··· Provided data

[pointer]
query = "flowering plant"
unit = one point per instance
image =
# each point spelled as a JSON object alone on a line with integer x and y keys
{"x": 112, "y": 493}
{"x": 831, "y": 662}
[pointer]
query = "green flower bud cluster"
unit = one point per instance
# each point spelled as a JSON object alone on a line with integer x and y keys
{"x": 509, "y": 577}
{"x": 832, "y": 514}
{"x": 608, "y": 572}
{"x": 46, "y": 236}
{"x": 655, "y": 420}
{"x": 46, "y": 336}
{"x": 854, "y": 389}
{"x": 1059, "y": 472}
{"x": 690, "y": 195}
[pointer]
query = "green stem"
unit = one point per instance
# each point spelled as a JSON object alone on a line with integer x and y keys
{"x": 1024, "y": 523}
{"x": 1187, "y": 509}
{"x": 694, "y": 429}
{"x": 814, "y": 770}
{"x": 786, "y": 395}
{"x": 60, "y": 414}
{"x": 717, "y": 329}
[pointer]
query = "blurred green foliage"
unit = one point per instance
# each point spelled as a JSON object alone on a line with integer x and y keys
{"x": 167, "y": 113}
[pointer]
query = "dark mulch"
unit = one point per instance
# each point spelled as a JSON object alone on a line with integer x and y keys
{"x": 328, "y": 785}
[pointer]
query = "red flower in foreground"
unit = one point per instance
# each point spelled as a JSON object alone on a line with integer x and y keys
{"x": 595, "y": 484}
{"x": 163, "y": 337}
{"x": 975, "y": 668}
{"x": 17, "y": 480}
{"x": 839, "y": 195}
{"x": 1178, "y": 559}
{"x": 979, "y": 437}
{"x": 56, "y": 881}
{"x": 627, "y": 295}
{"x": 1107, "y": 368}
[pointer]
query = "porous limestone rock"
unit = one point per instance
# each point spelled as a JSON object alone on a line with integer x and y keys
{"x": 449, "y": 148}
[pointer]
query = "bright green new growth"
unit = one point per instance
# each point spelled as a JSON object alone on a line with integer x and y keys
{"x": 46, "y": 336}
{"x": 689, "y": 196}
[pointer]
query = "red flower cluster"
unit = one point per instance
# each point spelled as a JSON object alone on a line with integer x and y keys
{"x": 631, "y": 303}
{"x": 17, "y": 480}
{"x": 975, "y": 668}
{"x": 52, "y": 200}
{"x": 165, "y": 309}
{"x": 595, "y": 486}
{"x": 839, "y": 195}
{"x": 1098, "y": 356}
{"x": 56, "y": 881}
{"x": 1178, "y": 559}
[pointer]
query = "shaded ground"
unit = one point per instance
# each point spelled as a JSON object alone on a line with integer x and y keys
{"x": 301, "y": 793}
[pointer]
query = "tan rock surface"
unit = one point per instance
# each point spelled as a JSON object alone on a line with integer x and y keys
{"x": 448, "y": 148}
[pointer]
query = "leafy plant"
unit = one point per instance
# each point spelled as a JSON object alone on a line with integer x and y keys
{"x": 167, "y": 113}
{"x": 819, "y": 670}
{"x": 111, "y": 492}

······

Work task: Among the lines of the data above, count those holding "plant" and state only the number.

Solution for this task: 2